→ ABOUT THIS EXERCISE
Make an exact copy of the listing below. Pictures stay out of it.

*** Opening of DATA FOR THIS EXERCISE ***

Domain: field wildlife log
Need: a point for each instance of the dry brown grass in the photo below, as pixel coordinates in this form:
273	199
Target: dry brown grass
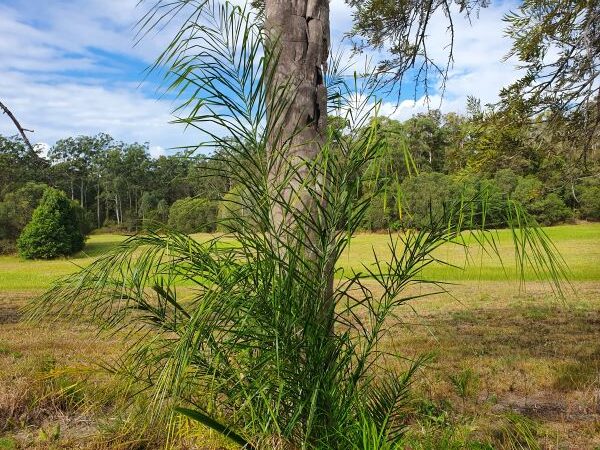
495	350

*** Close of DATA FOR THIS EXERCISE ***

→ SOLUTION TO THE PROBLEM
Domain: field wildlife log
Need: a point for each instance of the dry brown grass in the photo below, as pixel coordinates in this form:
273	199
Target: dry brown grass
495	350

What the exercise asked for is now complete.